- REQUIREMENT: Scan the records below and copy every line that contains the string "thin".

(Extracted records)

----

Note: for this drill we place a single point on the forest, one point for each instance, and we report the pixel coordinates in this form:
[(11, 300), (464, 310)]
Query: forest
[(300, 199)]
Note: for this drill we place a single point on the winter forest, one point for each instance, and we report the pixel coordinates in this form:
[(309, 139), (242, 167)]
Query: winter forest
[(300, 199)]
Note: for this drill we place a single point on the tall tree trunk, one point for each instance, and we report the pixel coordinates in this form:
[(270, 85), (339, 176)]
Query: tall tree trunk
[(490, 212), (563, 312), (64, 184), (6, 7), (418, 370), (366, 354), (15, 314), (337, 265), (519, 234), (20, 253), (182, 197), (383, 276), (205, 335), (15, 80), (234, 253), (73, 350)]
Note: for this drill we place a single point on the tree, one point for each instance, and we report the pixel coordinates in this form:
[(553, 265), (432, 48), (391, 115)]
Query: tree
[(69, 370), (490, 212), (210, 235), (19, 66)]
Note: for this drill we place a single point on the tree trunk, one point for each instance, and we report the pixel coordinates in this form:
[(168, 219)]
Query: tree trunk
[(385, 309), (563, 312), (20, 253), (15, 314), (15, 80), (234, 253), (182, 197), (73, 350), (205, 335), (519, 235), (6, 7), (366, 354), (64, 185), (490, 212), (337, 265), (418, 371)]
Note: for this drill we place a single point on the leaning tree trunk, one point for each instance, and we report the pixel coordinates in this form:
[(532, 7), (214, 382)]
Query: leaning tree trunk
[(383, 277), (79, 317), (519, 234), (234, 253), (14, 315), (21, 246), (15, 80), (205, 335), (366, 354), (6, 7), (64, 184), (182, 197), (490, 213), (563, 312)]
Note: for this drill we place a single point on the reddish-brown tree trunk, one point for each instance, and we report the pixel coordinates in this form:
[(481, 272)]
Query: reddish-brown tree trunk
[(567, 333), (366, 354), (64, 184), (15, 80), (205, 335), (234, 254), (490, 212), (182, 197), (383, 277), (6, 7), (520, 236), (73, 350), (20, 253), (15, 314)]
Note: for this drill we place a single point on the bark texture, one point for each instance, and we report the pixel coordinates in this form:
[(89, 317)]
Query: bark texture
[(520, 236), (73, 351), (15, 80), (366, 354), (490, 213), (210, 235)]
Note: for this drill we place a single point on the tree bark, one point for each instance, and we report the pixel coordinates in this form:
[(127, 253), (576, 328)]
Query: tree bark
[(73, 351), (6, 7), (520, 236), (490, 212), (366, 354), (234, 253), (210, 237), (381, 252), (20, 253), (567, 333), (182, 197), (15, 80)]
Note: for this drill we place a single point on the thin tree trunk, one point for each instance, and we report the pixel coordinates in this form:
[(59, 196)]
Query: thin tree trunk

----

- EXPECTED ANSWER:
Note: for this drill we place a single point on the thin tree trunk, one point for each instance, and we report the pixel coordinates in this form:
Query: thin tree trunk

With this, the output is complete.